- _Consignes_
(1) Pour chacune des affirmations suivantes, indiquez par oui ou par non si elle concorde avec le document source, puis citez textuellement les mots qui tranchent. (a) Flora Mikula a appris l'amour de la cuisine avec sa grand-mère. (b) Flora Mikula est sortie deuxième de l'école hôtelière d'Avignon. (c) Aux « Francos Gourmandes », Flora Mikula dirigeait quinze chefs.
(2) D'après le document source, pourquoi Flora Mikula a-t-elle dû s'y reprendre à maintes reprises pour entrer à l'école hôtelière d'Avignon ? Répondez en une à trois phrases.

- _Document source_
┌──

Flora Mikula : du caractère et du goût

Flora Mikula
Flora et Loïc Ballet présentent le superbe pâté de croûte

Cette femme au caractère bien trempé a su se faire un nom dans le monde très machiste de la bistronomie. Rencontre.                

Il paraît que la cuisine est réservée aux hommes… Il paraît, car au 44 boulevard Richard Lenoir se cache l’une des cuisines les plus gourmandes de la capitale où, non loin de Bastille, Flora Mikula propose de faire danser vos papilles. Une battante. La première fois que je l’ai croisée, c’était aux “Francos Gourmandes” en Bourgogne. Là-bas, à Tournus, Flora menait quinze chefs à la baguette afin de concocter une volaille pour Mika ! L’artiste gourmand, avait fait sentir que son ventre était creux. Cette fille de militaire au cœur tendre prend très vite les rênes en cuisine de la demeure familiale. À la mort de sa mère, l’enfant du Vaucluse met la main à la pâte ; à l’âge de neuf ans, c’est avec sa grand-mère qu’elle apprend l’amour de la cuisine. Flora s’initie à cet art. Sur le marché d’Avignon, ses sens se développent. Elle reconnaît vite la fraîcheur des produits, le parfum des herbes de Provence. Dans la famille, il faut l’admettre, le coup de fourchette est héréditaire !

Chaque été, avec son père, elle sillonne les routes d’Europe en caravane. Flora aime la vie et l’aventure, c’est sans doute ce qui lui transmettra cette bougeotte éternelle qu’a la demoiselle. Gourmande à table comme en amitié, elle croque la vie à pleines dents et reste toujours très entourée. À seize ans, un brin espiègle, elle tente à maintes reprises d’intégrer l’école hôtelière d’Avignon qui prohibe les femmes en cuisine. Mais elle ne lâchera pas son tablier pour autant. La jolie blonde pétillante n’a pas dit son dernier mot. Téméraire, elle réussit non seulement à entrer à l’école hôtelière d’Avignon, mais elle en ressort première. Même si le tour est bien joué, la partie n’est pas gagnée. Être une femme en cuisine dans les années 80 n’est pas chose facile. À l’époque, les restaurateurs préfèrent voir les filles en salle qu’en cuisine. Qu’à cela ne tienne. Flora Mikula passe par la fenêtre quand on lui ferme la porte !

└──

- _Extraits des items_

┌──

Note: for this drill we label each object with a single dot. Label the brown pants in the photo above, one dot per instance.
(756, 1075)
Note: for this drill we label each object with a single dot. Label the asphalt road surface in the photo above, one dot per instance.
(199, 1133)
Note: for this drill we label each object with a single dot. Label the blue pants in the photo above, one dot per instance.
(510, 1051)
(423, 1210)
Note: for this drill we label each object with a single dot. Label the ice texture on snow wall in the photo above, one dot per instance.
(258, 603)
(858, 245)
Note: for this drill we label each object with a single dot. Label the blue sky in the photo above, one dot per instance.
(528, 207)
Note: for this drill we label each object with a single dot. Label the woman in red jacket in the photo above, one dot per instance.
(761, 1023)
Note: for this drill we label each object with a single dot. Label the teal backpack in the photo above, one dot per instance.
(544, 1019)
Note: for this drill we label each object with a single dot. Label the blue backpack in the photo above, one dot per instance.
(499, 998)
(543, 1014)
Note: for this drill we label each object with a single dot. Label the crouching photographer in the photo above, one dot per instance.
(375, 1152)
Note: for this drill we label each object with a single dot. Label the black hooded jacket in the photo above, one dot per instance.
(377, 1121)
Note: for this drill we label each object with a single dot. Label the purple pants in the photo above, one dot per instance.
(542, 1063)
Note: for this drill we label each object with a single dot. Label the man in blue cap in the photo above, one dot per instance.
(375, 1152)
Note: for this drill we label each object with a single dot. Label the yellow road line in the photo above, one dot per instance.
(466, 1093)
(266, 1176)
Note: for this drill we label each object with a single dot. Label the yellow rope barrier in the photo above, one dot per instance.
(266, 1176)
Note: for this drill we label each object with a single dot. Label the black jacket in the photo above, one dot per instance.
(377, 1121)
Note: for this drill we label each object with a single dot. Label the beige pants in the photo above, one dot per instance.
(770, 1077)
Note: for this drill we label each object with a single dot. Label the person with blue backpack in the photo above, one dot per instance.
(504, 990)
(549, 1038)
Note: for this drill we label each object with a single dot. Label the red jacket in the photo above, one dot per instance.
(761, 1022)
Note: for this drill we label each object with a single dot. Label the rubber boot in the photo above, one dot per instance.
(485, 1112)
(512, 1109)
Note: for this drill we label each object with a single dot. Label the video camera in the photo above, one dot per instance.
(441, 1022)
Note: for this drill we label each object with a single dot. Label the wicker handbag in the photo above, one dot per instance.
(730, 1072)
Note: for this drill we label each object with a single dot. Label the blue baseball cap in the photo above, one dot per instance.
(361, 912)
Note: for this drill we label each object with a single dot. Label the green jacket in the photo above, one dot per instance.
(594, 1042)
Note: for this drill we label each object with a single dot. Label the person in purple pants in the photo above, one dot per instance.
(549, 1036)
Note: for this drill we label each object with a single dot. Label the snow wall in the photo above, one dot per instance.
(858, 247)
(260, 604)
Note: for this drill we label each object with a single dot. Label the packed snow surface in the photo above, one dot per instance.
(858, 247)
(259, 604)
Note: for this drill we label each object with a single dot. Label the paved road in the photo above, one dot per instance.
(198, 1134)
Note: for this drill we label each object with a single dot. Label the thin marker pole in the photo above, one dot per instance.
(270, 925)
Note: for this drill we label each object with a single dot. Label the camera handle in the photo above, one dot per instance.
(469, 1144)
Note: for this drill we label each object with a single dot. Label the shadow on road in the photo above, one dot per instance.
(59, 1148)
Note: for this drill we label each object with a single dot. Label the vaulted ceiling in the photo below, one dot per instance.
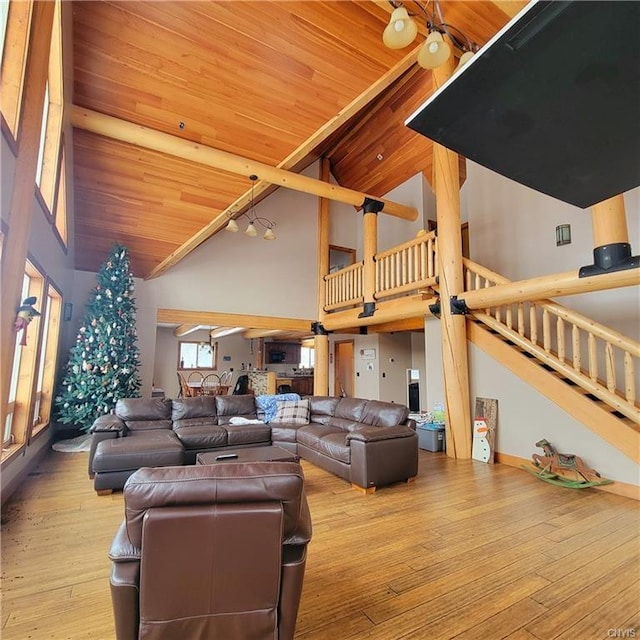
(280, 83)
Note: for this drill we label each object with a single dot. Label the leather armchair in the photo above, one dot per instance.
(208, 552)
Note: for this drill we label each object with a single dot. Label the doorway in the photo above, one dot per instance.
(344, 381)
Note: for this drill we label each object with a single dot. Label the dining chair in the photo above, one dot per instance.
(185, 391)
(210, 384)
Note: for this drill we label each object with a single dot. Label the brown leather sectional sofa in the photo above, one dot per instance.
(367, 442)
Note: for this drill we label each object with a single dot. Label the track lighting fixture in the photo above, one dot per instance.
(253, 218)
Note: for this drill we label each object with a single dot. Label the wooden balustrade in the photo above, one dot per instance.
(403, 269)
(344, 288)
(407, 267)
(600, 360)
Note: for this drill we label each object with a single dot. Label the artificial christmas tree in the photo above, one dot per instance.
(103, 363)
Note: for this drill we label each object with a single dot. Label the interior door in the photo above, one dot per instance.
(344, 368)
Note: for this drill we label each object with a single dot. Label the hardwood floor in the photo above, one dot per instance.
(466, 551)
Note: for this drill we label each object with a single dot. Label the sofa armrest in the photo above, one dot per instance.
(125, 580)
(108, 422)
(375, 434)
(122, 549)
(96, 439)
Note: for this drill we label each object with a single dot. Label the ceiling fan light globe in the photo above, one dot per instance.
(434, 52)
(401, 30)
(464, 58)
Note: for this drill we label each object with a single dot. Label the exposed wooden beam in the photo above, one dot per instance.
(386, 311)
(551, 286)
(292, 160)
(252, 334)
(233, 320)
(408, 324)
(511, 8)
(148, 138)
(185, 329)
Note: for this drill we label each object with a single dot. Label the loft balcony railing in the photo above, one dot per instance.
(407, 268)
(344, 288)
(600, 360)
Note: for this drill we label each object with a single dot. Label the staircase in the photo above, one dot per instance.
(583, 367)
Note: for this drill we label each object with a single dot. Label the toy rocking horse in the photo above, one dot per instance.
(566, 470)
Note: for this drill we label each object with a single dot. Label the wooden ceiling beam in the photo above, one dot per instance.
(221, 319)
(185, 329)
(148, 138)
(294, 159)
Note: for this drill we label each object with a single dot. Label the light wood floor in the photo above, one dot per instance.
(466, 551)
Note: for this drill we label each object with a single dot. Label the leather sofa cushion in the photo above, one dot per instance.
(229, 483)
(247, 433)
(202, 437)
(322, 408)
(281, 432)
(350, 409)
(156, 448)
(228, 407)
(191, 408)
(325, 439)
(384, 414)
(144, 409)
(335, 446)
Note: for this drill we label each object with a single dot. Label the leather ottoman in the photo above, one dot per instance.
(115, 460)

└──

- _Réponses_
(1)
(a) Oui : « à l’âge de neuf ans, c’est avec sa grand-mère qu’elle apprend l’amour de la cuisine ».
(b) Non : « mais elle en ressort première ».
(c) Oui : « Flora menait quinze chefs à la baguette afin de concocter une volaille pour Mika ».

(2) L'école hôtelière d'Avignon interdisait aux femmes l'accès à la cuisine. C'est pourquoi Flora Mikula, alors âgée de seize ans, a dû tenter plusieurs fois d'y entrer avant d'y parvenir.